TEXT SEGMENT ::
Certainly, some design historians have begun to engage with the 
literature of their field. Most whom I know do not use Pevsner as a 
core text nor do they feel the need to do battle with him anymore. 
Design history has incorporated many other themes and methods and the 
field is just beginning to become interesting by virtue of occasional 
polemical articles about methodology (Cheryl Buckley's work for 
example, particularly her intervention at the recent Milan 
conference) and demonstrations of research that go well beyond 
Pevsner's concerns (Judy Attfield's edited volume on British utility 
design for example).
	What, I believe we face in trying to develop a field of 
design studies, a term that some might consider to be part of design 
research in that design research might include research for designing 
rather than for studying design) is precisely the question of an 
existing literature base; what are the sub-fields and their 
literatures; how many of them should we expect a PhD or design doctor 
to be familiar with. I find in design discussions that the 
discussions frequently go round and round simply because they are not 
based in any shared body of literature. People present points of view 
with no reference to others who have presented similar views 
previously. Then the discussion goes on until exhausted and 
eventually starts up all over again.
	The question of ethics is a good example. There has been some 
interesting literature on ethics related to design (i.e. Carl 
Mitchum's essay in Discovering Design) and the role of ethics in 
other professions. I think we might move the ethical issue into a 
realm where we can deal with it in some mode that is other than 
imperative; i.e. what types of designing would be considered ethical.

INPUT ::
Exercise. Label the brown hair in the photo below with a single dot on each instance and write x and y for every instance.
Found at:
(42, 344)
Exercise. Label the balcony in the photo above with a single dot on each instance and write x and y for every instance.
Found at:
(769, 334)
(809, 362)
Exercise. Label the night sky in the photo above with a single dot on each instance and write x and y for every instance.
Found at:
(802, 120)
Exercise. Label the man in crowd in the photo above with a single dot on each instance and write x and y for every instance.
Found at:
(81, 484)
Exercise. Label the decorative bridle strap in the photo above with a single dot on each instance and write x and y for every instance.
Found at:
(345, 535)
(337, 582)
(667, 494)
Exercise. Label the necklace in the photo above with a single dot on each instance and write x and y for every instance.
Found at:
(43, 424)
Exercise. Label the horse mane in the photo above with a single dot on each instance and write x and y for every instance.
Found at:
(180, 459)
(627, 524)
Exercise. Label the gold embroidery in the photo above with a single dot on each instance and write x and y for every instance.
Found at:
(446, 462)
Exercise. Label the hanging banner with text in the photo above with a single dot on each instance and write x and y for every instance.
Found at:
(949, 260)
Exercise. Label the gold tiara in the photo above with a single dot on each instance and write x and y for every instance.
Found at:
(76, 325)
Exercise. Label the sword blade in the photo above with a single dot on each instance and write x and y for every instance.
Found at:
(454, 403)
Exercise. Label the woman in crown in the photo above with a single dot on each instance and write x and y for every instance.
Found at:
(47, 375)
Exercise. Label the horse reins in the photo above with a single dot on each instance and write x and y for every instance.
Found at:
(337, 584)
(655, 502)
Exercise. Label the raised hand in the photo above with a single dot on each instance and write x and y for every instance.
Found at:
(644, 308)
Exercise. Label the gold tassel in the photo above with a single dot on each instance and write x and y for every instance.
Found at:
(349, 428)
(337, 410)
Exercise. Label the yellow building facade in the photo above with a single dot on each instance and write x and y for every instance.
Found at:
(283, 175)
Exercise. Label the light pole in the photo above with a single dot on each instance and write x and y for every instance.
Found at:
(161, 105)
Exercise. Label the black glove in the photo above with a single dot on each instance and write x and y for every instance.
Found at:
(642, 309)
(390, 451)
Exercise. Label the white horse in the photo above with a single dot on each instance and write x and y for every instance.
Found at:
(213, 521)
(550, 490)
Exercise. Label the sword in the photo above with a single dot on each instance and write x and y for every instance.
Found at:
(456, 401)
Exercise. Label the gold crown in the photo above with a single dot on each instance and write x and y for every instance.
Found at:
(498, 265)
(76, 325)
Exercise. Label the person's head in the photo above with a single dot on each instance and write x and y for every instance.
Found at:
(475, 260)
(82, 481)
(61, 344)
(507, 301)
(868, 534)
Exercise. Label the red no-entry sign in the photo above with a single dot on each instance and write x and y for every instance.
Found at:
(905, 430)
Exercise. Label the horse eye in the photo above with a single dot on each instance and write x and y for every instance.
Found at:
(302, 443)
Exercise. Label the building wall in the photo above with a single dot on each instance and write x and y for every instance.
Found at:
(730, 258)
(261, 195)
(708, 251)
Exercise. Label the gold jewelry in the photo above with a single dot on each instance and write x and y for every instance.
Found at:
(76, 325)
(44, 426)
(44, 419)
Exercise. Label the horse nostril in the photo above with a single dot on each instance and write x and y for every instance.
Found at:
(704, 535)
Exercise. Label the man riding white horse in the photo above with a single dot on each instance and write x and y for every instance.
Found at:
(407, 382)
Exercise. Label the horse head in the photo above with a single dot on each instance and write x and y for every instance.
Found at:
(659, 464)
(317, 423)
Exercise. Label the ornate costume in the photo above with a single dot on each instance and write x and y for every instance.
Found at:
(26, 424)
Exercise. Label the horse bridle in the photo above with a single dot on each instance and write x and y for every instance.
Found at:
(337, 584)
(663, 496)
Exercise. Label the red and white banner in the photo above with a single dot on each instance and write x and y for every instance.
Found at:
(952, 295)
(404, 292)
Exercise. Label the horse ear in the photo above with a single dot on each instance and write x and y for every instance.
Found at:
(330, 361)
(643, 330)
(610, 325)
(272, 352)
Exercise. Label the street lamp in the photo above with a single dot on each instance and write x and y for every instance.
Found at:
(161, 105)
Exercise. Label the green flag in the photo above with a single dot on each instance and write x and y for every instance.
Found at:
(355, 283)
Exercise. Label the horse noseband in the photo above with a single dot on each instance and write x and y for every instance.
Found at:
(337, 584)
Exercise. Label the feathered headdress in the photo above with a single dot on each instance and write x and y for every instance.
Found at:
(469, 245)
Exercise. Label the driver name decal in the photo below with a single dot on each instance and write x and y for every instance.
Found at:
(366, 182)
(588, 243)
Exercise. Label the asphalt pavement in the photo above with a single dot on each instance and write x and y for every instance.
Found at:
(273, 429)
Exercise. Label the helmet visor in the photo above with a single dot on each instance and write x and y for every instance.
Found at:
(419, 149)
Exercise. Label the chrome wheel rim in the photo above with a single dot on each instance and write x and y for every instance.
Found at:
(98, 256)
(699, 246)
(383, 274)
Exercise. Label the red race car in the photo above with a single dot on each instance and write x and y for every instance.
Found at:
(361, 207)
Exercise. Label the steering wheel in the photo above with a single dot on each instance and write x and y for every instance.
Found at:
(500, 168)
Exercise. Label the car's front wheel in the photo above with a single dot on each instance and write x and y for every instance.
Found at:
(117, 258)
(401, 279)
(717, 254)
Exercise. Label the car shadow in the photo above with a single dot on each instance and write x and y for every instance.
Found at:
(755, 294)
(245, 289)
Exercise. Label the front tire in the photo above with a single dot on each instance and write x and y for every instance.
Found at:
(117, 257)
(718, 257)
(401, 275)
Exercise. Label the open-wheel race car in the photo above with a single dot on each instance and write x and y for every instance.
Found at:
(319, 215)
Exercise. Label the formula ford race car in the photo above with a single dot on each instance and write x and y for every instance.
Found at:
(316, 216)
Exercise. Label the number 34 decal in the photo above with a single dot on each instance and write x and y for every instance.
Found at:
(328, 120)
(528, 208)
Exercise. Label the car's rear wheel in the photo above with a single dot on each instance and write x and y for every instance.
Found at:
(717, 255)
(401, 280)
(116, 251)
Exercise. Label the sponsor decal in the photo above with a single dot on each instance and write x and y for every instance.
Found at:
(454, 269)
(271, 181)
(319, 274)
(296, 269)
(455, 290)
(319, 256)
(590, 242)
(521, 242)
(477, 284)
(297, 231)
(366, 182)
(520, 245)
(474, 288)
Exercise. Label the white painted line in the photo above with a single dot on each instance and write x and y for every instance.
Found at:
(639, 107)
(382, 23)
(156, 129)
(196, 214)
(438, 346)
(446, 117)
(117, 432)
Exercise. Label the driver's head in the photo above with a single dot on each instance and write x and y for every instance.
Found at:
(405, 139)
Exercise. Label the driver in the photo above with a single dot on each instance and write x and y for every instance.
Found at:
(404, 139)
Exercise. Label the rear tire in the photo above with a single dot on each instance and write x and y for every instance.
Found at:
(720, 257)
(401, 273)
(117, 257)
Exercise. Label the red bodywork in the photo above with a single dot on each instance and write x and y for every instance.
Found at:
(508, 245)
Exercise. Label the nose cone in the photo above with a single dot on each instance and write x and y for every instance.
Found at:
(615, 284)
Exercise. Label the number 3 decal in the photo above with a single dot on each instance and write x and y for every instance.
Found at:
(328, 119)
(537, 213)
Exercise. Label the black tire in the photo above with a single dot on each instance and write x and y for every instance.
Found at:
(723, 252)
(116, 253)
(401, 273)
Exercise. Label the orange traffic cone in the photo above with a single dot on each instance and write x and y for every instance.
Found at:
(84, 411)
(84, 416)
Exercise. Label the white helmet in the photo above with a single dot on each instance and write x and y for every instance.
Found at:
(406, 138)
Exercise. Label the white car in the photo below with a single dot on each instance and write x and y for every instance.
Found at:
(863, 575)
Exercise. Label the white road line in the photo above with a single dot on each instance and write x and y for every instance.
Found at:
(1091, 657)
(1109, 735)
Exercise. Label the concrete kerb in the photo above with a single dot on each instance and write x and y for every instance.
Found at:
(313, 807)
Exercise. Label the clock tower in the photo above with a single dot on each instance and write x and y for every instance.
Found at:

TASKS AND EXERCISES ::
(1) Repeat the rows word for word, starting at the line containing "Exercise. Label the concrete" and ending with the last of the rows.
(2) Write the next part of the passage on design literature and ethics, picking up after its final sentence.

SET OF ANSWERS ::
(1)
Exercise. Label the concrete kerb in the photo above with a single dot on each instance and write x and y for every instance.
Found at:
(313, 807)
Exercise. Label the clock tower in the photo above with a single dot on each instance and write x and y for every instance.
Found at:

(2)
Ethics is not innately opposed to the market, as much as Victor 
Papanek polemically asserted that it was. Yet, how do we get into a 
nuanced discussion of what constitutes ethical design?
	I would be interested in further discussion about how others 
on this list feel about the idea of a design studies component of any 
design PhD. How much should an advanced design student read? I 
believe that any PhD practitioner should have read a lot and should 
be able to make her or his way through the issues in the field and 
even be able to help shape debates about the field's future.
	At what point do we have a field of design studies? What do 
we need to agree on before we can say that we are all working in a 
common field? How do we create some sense of an intellectual space 
that "contains" a history of the arguments that interest us and that 
we can use as a frame of reference for moving forward?